* **Problem requirements**: Could you quote all of the material below word for word, leaving out the pictures?

* **Data provided**:
┌──

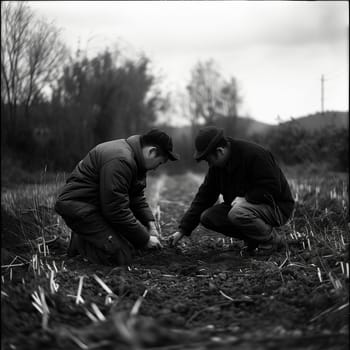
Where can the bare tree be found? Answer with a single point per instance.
(31, 56)
(211, 96)
(203, 90)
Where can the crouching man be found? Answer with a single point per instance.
(103, 199)
(256, 194)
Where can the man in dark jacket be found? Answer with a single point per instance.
(256, 194)
(103, 199)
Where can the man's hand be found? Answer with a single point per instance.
(152, 229)
(153, 243)
(237, 200)
(174, 238)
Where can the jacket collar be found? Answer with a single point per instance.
(235, 157)
(135, 144)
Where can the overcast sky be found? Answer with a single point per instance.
(277, 50)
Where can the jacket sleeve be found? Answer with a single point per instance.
(264, 180)
(141, 209)
(115, 182)
(206, 196)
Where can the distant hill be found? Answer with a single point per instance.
(246, 127)
(318, 121)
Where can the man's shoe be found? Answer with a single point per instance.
(275, 243)
(72, 249)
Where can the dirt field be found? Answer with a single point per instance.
(203, 294)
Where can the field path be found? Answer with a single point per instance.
(202, 294)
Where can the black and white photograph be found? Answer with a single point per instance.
(175, 175)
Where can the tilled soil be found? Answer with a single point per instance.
(204, 294)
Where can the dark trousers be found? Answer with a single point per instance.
(243, 220)
(93, 238)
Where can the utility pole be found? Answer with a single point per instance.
(322, 93)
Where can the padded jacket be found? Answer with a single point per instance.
(251, 172)
(111, 180)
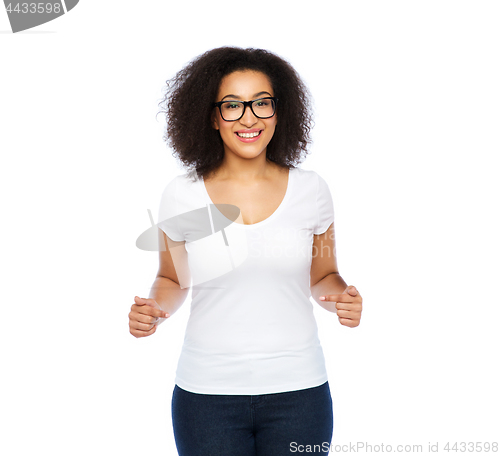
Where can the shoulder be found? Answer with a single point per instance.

└──

* **The completed task**:
Where can the bare tree be found? Answer with a single point per instance.
(31, 56)
(211, 96)
(203, 90)
Where can the crouching man be found? Answer with a single point per instance.
(103, 199)
(256, 194)
Where can the man in dark jacket be found? Answer with a single point per instance.
(256, 194)
(103, 199)
Where can the man's hand be found? Answer with a single point per instance.
(152, 229)
(153, 243)
(237, 200)
(174, 238)
Where can the jacket collar be found? Answer with a single point per instance.
(235, 157)
(135, 144)
Where can the overcast sky be found? Answer with a single point per instance.
(277, 50)
Where can the jacket sleeve be found? Answer with a single point per instance.
(264, 180)
(141, 209)
(115, 182)
(206, 196)
Where can the distant hill be found? Answer with a single point per instance.
(246, 127)
(318, 121)
Where can the man's shoe be found? Answer with a single point per instance.
(275, 243)
(72, 249)
Where can the dirt field be found? Answer with a single point per instance.
(203, 294)
Where can the field path be found? Answer with a single point per instance.
(202, 294)
Where can the black and white photograph be found? Answer with a single point per instance.
(175, 175)
Where can the tilled soil be found? Answer with a single point per instance.
(204, 294)
Where can the dark trousers be found? Answer with a single point per instance.
(243, 220)
(93, 238)
Where can the utility pole be found? Answer with a single point per instance.
(322, 93)
Where can the padded jacket be found? Answer with a single point per instance.
(251, 172)
(111, 180)
Where can the shoulder be found? Answer with a single point per instance.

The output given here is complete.